Could you put every line of the records below into a Markdown table with the columns Row and Text, numbering each row and dropping any blank lines?

++++++++++

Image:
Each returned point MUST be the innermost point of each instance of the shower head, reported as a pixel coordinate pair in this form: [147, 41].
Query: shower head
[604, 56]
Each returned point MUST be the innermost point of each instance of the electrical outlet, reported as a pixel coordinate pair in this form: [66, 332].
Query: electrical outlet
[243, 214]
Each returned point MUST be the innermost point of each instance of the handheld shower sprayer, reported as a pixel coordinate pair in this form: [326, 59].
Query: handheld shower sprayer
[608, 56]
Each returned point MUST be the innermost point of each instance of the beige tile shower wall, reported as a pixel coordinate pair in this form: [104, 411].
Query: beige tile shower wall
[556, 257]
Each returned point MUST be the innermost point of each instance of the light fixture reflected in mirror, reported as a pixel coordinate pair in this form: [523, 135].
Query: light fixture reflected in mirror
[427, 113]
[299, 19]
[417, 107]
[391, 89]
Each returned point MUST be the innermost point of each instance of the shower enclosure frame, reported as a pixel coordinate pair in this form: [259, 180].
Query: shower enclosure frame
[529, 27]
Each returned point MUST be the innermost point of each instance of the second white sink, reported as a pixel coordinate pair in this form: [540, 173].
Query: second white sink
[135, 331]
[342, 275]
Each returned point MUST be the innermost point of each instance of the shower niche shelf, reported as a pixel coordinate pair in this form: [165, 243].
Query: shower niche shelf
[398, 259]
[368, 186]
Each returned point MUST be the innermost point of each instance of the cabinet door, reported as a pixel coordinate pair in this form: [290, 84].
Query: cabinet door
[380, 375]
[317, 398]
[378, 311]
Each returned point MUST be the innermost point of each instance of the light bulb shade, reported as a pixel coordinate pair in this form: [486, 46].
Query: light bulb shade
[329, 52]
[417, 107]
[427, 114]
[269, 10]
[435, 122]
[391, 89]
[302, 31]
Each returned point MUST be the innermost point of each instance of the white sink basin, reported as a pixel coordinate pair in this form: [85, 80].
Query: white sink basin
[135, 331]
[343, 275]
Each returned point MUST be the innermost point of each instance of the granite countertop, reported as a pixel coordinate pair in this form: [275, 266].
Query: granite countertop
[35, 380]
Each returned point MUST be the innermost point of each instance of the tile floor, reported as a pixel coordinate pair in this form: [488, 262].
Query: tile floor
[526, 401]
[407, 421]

++++++++++

Exercise answer
| Row | Text |
|---|---|
| 1 | Image: |
| 2 | Each returned point MUST be the innermost point of each instance of the shower head, reported as a pixel coordinate pair in this form: [147, 41]. |
| 3 | Query: shower head |
| 4 | [604, 56] |
| 5 | Each returned point MUST be the innermost point of each instance of the electrical outlet, reported as a pixel coordinate pair in this form: [66, 332]. |
| 6 | Query: electrical outlet |
| 7 | [243, 214] |
| 8 | Each returned point MUST be the innermost point of each instance of the handheld shower sprayer, reported as a pixel coordinate pair in this form: [326, 59]. |
| 9 | Query: handheld shower sprayer |
| 10 | [608, 56] |
| 11 | Each returned point MUST be the innermost point of each instance of the beige tile shower wall, reported as a pixel coordinate pair in this form: [104, 411]. |
| 12 | Query: beige tile shower wall |
| 13 | [556, 257] |
| 14 | Each returned point MUST be the innermost point of each instance of the light fixture reflected in mirror, reported as a pixel coordinate pair in this form: [523, 135]. |
| 15 | Query: light fixture reflected in mirror |
| 16 | [427, 113] |
| 17 | [299, 19] |
| 18 | [417, 107] |
| 19 | [391, 89] |
| 20 | Each returned point MUST be the innermost point of each instance of the shower enclosure frame, reported as a pixel coordinate pair in this form: [259, 180]. |
| 21 | Query: shower enclosure frame |
| 22 | [529, 27] |
| 23 | Each returned point MUST be the innermost point of each instance of the second white sink, reported as a pixel coordinate pair in this form: [540, 173]. |
| 24 | Query: second white sink |
| 25 | [135, 331] |
| 26 | [342, 275] |
| 27 | Each returned point MUST be the innermost point of each instance of the shower niche shelf, reported as a pixel coordinate pair in this form: [165, 243]. |
| 28 | Query: shower niche shelf |
| 29 | [398, 259] |
| 30 | [368, 186] |
| 31 | Each returned point MUST be the innermost point of each instance of the cabinet door, reported as a pixel coordinate pair in this form: [290, 84]. |
| 32 | Query: cabinet door |
| 33 | [380, 375] |
| 34 | [317, 398] |
| 35 | [378, 311] |
| 36 | Each returned point MUST be the innermost point of each instance of the light bulb shade, reported as a pixel coordinate pair in this form: [486, 46]. |
| 37 | Query: light bulb shade |
| 38 | [329, 52] |
| 39 | [417, 107] |
| 40 | [427, 114] |
| 41 | [269, 10] |
| 42 | [435, 122] |
| 43 | [391, 89] |
| 44 | [302, 31] |
| 45 | Each returned point MUST be the innermost point of each instance of the white sink basin, reported as a pixel coordinate pair in this form: [85, 80]. |
| 46 | Query: white sink basin |
| 47 | [135, 331] |
| 48 | [343, 275] |
| 49 | Each returned point MUST be the innermost point of each instance of the granite countertop, reported as a pixel coordinate pair in this form: [275, 266]. |
| 50 | Query: granite countertop |
| 51 | [35, 380] |
| 52 | Each returned point MUST be the innermost point of each instance of the tile floor, reported as a pixel coordinate pair in this form: [488, 262]. |
| 53 | Query: tile floor |
| 54 | [526, 401] |
| 55 | [407, 421] |